**Exercise prompt**
Set down every line from the one containing "scene in the picture above?" through the last line of the records below, exactly as written, and leave out the pictures.

**Supplied information**

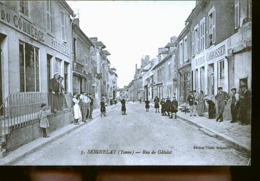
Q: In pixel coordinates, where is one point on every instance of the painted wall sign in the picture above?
(21, 24)
(59, 47)
(216, 53)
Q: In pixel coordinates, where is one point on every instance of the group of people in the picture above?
(83, 107)
(168, 107)
(57, 100)
(240, 104)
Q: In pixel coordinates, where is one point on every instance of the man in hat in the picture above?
(234, 106)
(54, 90)
(245, 105)
(91, 105)
(168, 105)
(174, 107)
(221, 98)
(191, 100)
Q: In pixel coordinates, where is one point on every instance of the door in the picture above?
(1, 77)
(49, 57)
(211, 80)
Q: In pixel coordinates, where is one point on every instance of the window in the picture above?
(181, 52)
(249, 8)
(29, 68)
(221, 69)
(185, 49)
(75, 48)
(202, 34)
(49, 16)
(66, 76)
(198, 39)
(193, 42)
(63, 25)
(212, 26)
(58, 65)
(237, 14)
(24, 7)
(169, 70)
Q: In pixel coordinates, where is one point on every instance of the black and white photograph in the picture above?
(126, 83)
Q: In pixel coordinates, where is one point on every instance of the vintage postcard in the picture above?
(125, 82)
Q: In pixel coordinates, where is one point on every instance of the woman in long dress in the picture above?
(201, 103)
(123, 108)
(76, 108)
(156, 104)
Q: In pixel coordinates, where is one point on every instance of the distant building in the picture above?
(35, 42)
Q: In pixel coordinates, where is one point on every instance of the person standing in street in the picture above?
(168, 106)
(211, 108)
(191, 100)
(90, 106)
(245, 105)
(163, 106)
(201, 103)
(62, 100)
(85, 106)
(174, 107)
(156, 104)
(76, 109)
(221, 98)
(103, 106)
(44, 123)
(123, 108)
(54, 90)
(234, 105)
(147, 106)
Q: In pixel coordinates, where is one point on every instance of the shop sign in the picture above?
(59, 47)
(18, 22)
(216, 53)
(200, 61)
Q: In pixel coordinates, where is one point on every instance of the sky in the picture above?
(131, 29)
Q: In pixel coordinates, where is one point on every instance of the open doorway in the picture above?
(2, 37)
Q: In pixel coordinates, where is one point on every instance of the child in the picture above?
(44, 123)
(163, 107)
(76, 108)
(103, 106)
(168, 106)
(156, 104)
(174, 107)
(123, 108)
(147, 105)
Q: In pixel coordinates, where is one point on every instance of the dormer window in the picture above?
(24, 7)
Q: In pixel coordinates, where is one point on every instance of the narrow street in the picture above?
(117, 140)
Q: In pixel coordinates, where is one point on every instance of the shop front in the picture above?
(210, 70)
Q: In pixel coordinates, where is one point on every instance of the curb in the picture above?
(217, 135)
(11, 161)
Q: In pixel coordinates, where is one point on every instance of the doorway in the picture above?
(210, 80)
(2, 37)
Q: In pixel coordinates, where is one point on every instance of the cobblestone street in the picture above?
(117, 140)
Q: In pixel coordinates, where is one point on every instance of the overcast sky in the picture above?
(132, 29)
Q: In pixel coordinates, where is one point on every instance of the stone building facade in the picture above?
(35, 40)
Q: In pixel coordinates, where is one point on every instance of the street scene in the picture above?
(80, 90)
(131, 139)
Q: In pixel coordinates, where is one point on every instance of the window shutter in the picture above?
(206, 33)
(214, 27)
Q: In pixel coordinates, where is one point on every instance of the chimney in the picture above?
(76, 21)
(173, 39)
(93, 39)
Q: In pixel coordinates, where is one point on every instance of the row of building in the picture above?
(213, 50)
(38, 39)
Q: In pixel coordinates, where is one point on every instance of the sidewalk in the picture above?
(238, 135)
(29, 148)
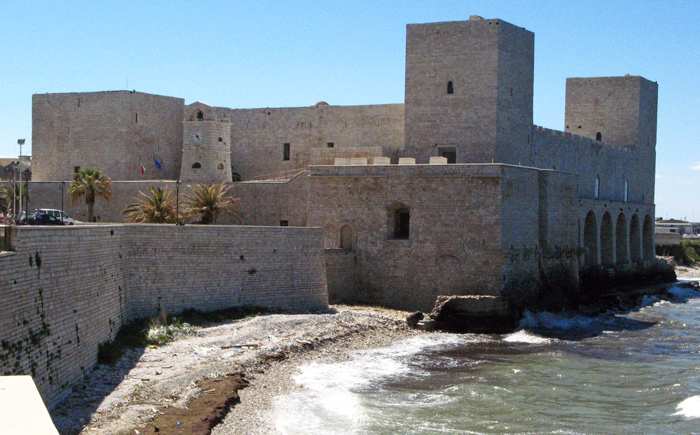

**Expected output**
Q: In pixel coordinates, where is one point on every instance of the street scene in the picture above?
(80, 90)
(131, 139)
Q: In pixel coordinates, where is one point on every instance of the window shutter in the picture above?
(206, 33)
(214, 27)
Q: In pixel coordinates, where is one point on every instance of the chimney in the picture above?
(76, 21)
(173, 39)
(93, 39)
Q: In pixel coordinates, where is one point on every instance of the row of building in the picture above?
(213, 50)
(38, 39)
Q: In pixel coordinates, where is one point on every instance of the sidewalk in the picture above?
(238, 135)
(29, 148)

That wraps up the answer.